**Goal of the exercise**
Repeat each line word for word.

• • • •

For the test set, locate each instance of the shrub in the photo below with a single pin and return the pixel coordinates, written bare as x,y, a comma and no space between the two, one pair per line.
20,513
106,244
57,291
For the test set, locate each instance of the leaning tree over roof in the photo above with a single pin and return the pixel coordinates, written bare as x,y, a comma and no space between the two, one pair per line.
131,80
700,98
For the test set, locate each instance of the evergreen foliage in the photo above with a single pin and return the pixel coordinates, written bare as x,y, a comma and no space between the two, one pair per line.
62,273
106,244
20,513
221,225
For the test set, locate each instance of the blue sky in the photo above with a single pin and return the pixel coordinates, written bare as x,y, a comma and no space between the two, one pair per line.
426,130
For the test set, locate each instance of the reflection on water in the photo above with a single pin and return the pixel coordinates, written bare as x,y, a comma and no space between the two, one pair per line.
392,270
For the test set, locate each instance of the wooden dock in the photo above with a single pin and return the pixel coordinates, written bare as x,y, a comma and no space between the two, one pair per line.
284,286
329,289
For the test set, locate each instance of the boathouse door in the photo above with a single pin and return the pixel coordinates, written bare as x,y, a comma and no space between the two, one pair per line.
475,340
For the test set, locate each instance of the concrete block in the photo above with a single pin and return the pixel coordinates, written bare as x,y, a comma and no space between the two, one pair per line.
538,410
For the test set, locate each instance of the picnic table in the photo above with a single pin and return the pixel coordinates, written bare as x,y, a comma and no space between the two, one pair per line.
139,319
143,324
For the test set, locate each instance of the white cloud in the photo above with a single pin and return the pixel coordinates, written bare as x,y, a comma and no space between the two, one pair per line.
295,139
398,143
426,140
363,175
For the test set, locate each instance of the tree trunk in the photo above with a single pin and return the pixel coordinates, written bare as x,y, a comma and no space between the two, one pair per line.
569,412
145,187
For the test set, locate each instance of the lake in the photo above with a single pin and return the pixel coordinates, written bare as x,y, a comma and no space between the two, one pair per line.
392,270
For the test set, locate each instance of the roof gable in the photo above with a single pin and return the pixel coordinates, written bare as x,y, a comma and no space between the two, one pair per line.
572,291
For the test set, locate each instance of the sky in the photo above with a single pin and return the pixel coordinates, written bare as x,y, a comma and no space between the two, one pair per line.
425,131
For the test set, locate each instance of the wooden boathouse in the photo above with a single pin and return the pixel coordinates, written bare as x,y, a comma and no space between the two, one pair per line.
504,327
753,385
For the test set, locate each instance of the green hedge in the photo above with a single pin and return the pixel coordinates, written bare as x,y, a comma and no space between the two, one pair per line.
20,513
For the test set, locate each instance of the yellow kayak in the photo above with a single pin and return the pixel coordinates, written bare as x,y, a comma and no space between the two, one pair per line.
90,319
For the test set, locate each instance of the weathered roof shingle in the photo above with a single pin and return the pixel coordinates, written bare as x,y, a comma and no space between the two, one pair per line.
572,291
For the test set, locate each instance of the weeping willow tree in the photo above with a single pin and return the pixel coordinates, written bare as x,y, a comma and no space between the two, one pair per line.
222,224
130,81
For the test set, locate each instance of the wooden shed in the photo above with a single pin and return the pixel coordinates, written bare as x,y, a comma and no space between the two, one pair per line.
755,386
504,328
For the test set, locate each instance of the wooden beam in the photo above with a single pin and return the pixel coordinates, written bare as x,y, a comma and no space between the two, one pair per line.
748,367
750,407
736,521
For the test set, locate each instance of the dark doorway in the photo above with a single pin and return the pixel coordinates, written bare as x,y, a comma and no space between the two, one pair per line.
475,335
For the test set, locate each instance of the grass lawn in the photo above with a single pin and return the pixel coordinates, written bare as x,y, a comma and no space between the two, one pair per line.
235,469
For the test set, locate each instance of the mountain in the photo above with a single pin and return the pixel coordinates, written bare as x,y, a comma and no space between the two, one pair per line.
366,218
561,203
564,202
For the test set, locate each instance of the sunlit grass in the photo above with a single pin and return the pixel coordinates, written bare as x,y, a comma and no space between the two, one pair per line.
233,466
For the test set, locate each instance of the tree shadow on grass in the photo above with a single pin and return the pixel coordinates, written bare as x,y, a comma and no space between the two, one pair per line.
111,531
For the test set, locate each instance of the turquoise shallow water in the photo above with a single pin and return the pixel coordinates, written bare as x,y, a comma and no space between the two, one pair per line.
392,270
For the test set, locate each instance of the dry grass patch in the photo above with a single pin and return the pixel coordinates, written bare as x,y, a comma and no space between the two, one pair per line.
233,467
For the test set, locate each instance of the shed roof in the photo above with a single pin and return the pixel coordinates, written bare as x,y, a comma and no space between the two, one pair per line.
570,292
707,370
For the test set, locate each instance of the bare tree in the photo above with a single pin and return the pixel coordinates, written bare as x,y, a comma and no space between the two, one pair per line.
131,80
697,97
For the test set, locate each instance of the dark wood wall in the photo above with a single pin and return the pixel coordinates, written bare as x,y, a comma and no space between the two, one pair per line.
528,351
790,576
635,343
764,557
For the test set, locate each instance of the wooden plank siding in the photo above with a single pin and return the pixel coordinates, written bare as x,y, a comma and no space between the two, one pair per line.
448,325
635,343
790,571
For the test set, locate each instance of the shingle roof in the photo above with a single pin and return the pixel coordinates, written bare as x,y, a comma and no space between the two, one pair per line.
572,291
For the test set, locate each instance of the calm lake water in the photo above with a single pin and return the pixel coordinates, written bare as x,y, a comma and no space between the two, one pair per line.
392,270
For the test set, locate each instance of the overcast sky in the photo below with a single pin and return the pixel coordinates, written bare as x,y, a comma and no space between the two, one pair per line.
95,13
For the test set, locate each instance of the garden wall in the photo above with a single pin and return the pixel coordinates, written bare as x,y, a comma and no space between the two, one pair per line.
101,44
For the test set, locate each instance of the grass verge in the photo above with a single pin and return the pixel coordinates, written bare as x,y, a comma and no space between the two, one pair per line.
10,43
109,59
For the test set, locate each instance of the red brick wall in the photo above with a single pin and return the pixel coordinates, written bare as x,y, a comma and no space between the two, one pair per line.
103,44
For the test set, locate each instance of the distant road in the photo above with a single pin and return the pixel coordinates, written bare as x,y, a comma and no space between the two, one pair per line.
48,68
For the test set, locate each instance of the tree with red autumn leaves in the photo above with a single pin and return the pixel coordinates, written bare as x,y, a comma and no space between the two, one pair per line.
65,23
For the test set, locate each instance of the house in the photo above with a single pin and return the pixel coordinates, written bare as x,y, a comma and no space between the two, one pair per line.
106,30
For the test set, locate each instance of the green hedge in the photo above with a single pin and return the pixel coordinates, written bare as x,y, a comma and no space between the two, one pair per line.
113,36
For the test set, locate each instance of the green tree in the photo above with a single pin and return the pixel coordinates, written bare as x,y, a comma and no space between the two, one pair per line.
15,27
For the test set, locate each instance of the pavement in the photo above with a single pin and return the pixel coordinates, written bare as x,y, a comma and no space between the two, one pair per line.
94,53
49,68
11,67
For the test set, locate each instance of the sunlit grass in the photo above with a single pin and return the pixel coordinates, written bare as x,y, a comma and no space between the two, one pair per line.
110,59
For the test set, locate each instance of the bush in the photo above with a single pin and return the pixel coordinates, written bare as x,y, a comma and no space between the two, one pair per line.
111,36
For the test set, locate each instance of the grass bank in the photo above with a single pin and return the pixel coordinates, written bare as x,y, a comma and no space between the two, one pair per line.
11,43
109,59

• • • •

**Final answer**
For the test set, locate each instance of the shrub in the photo below with a single pin and return the pixel coordinates, written bare as x,y, a comma and no space between the two, one pair per line.
20,513
106,244
57,291
For the test set, locate each instance of the leaning tree over roof in the photo above with a single pin and return the pixel coordinates, written bare as x,y, a comma and no space between the two, one pair per line.
131,80
700,98
For the test set, locate each instance of the evergreen foliage in the photo above with a single pin and return the pixel coordinates, written bare as x,y, a comma and no space between the two, one pair per line.
62,273
106,244
20,513
221,225
For the test set, locate each instance of the blue sky in the photo above with a single pin and return the pixel coordinates, written bare as x,y, a comma and no space between the two, one pair per line.
426,130
For the test set, locate each instance of the reflection on water in the photo above with a single pin and return the pixel coordinates, written bare as x,y, a comma and no space between the two, one pair per line.
392,270
For the test set, locate each instance of the wooden dock in the photo above with a single pin and return the pixel coordinates, written bare as x,y, a comma and no space between the two, one pair per line.
284,286
329,289
For the test set, locate each instance of the boathouse door in the photo above with a single pin and return the pixel coordinates, written bare as x,y, a comma and no space between the two, one pair per line.
475,340
For the test set, locate each instance of the concrete block in the photo above with a single pin and return the pixel coordinates, written bare as x,y, a comma and no space between the two, one pair per line.
538,410
For the test set, locate each instance of the picnic table in the photo above with a single pin and return the pixel coordinates, written bare as x,y, a comma and no space between the two, one pair per line.
139,319
143,324
For the test set, locate each instance of the white cloud in the photo above with a single pin and return the pixel coordinates, written bare as x,y, a comma and no space between the two, one pair per line.
295,139
398,143
426,140
363,175
For the test set, locate each instance of the tree trunk in the photo above with a single pin and return the pixel coordinates, written bare as x,y, a comma and no space between the two, one pair per line.
569,412
145,187
For the test set, locate each instance of the lake in the photo above with a single pin and return the pixel coordinates, written bare as x,y, a comma and no space between the two, one pair per line.
392,270
For the test set, locate each instance of the roof gable in the photo above with a single pin and return the pixel coordinates, written bare as x,y, a comma and no space between the two, one pair per line.
572,291
For the test set, locate each instance of the sky in the photo above with a single pin and return the pixel coordinates, written bare as x,y, a comma and no space between the two, one pair per line.
425,131
For the test set, locate each instance of the wooden boathouse in the photo above with a single pin and return the pixel coordinates, written bare as x,y, a comma and no space between the two, one pair per line.
504,327
753,385
For the test set, locate each instance of the green hedge in the photo above with a single pin and return the pixel coordinates, written bare as x,y, a comma and no space between the two, one pair per line.
20,513
For the test set, locate each instance of the yellow kayak in the photo above with a single pin and return the pixel coordinates, written bare as x,y, a comma and no space between the two, one pair per line.
90,319
For the test set, locate each instance of the weathered roof shingle in the photo above with a single pin and return the pixel coordinates, written bare as x,y, a comma and no space between the two, one pair per line.
572,291
For the test set, locate each instance of the weeping willow tree in the photo above with a single pin and return the pixel coordinates, written bare as x,y, a comma and no space between the two, one pair per line.
222,224
130,81
For the test set, locate each instance of the wooden shed in the photo above with a single pin and return the pixel coordinates, written bare as x,y, a comma and no space between the two, one pair per line.
755,386
504,328
For the test set, locate each instance of the wooden beam in the photo above with a single pin and return the pixel coordinates, written bare as x,y, a comma and no space between the two, one pair per line.
748,367
750,407
736,521
For the test set, locate each instance of the dark doorway in the photo above with a single pin and return the pixel coordinates, written bare as x,y, a comma and no space between the two, one pair per line.
475,335
For the test set, locate each instance of the grass lawn in the photo above with a single pin and return the pixel coordinates, written bare as x,y, a comma and no space between the two, one pair per line.
235,469
For the test set, locate each instance of the mountain in the photo above with a single pin and return the pixel coordinates, written bare as x,y, a comma and no space between the two, one pair per line.
366,218
561,203
564,202
For the test set, locate each instance of the sunlit grass in the photo above with a single pin and return the pixel coordinates, written bare as x,y, a comma and no space between the two, one pair per line.
233,466
For the test set, locate each instance of the tree shadow on grass in the photo above with a single pin and return the pixel coordinates, written bare as x,y, a comma and no space between the two, one pair per line.
111,531
For the test set, locate each instance of the turquoise shallow water in the photo above with a single pin and return the pixel coordinates, written bare as x,y, a comma and no space between the two, one pair per line.
392,270
For the test set, locate each instance of the dry grass patch in the photo above with a single pin and return the pixel coordinates, written bare as x,y, a comma and no space between the two, one pair per line.
233,467
For the test set, locate each instance of the shed roof in the photo above with a single pin and return the pixel coordinates, written bare as x,y, a comma and no space between the two, one pair per line.
570,292
707,370
For the test set, locate each instance of the bare tree in the photo above with a single pin and return the pixel coordinates, written bare as x,y, a comma and no space between the two, one pair per line.
131,80
697,97
For the test set, locate each instance of the dark wood wall in the photo above with a single pin and return the pixel coordinates, written bare as x,y, a comma and no space between the two, one pair per line.
528,351
790,576
635,343
764,557
For the test set, locate each instance of the wooden plank siding in the photo above with a single pin and return the pixel coordinates, written bare as x,y, a comma and no space between the two, one pair per line.
448,325
635,343
790,571
For the test set, locate each instance of the shingle roof in the photo above with a single pin and return the pixel coordinates, written bare as x,y, a comma and no space between the two, one pair per line.
572,291
For the test set, locate each instance of the calm lake water in the photo above with a single pin and return the pixel coordinates, written bare as x,y, a comma and no space between the two, one pair per line.
392,270
For the test set, locate each instance of the overcast sky in the photo below with a single pin and return the pixel coordinates, written bare as x,y, a comma and no space between the two, one pair per line.
95,13
For the test set, locate each instance of the garden wall in the photo above with a single pin and return the pixel coordinates, written bare as x,y, a comma and no space between the two, one pair per line.
101,44
For the test set, locate each instance of the grass verge in the photo above with a single pin and return the pixel coordinates, written bare as x,y, a comma and no space between the two, one pair per line.
10,43
109,59
For the test set, locate each instance of the red brick wall in the photo above with a single pin and return the pixel coordinates, written bare as x,y, a comma and no space between the two, one pair per line.
103,44
For the test set, locate each instance of the distant road in the photo above with a single pin and return the pixel coordinates, written bare as x,y, a comma and no space between the two, one pair per line.
48,68
For the test set, locate each instance of the tree with red autumn leaves in the photo above with a single pin and return the pixel coordinates, written bare as x,y, a comma and no space between the two, one pair per line.
65,23
For the test set, locate each instance of the house in the photo above with a single pin and return the pixel coordinates, written bare as x,y, a comma and no space between the two, one pair per line.
106,30
For the test set, locate each instance of the green hedge in the photo above with a single pin and return the pixel coordinates, written bare as x,y, a comma and no space between the two, one pair per line.
113,36
For the test set, locate each instance of the green tree in the photo above with a single pin and return the pixel coordinates, written bare as x,y, a comma and no space between the two, one pair per line.
15,27
For the test set, locate each instance of the pavement in the photo above with a single pin and return the pixel coordinates, written bare as x,y, a comma and no space between the two, one pair per line.
94,53
49,68
11,67
For the test set, locate each instance of the sunlit grass in the photo above with a single pin and return the pixel coordinates, written bare as x,y, a comma and no space between the two, one pair per line.
110,59
For the test set, locate each instance of the bush in the photo above with a single pin and return the pixel coordinates, written bare as x,y, a comma and no space between the two, one pair per line.
111,36
For the test set, locate each instance of the grass bank in the photo above with a single pin and return the pixel coordinates, written bare as x,y, a comma and no space between the two, one pair per line.
11,43
109,59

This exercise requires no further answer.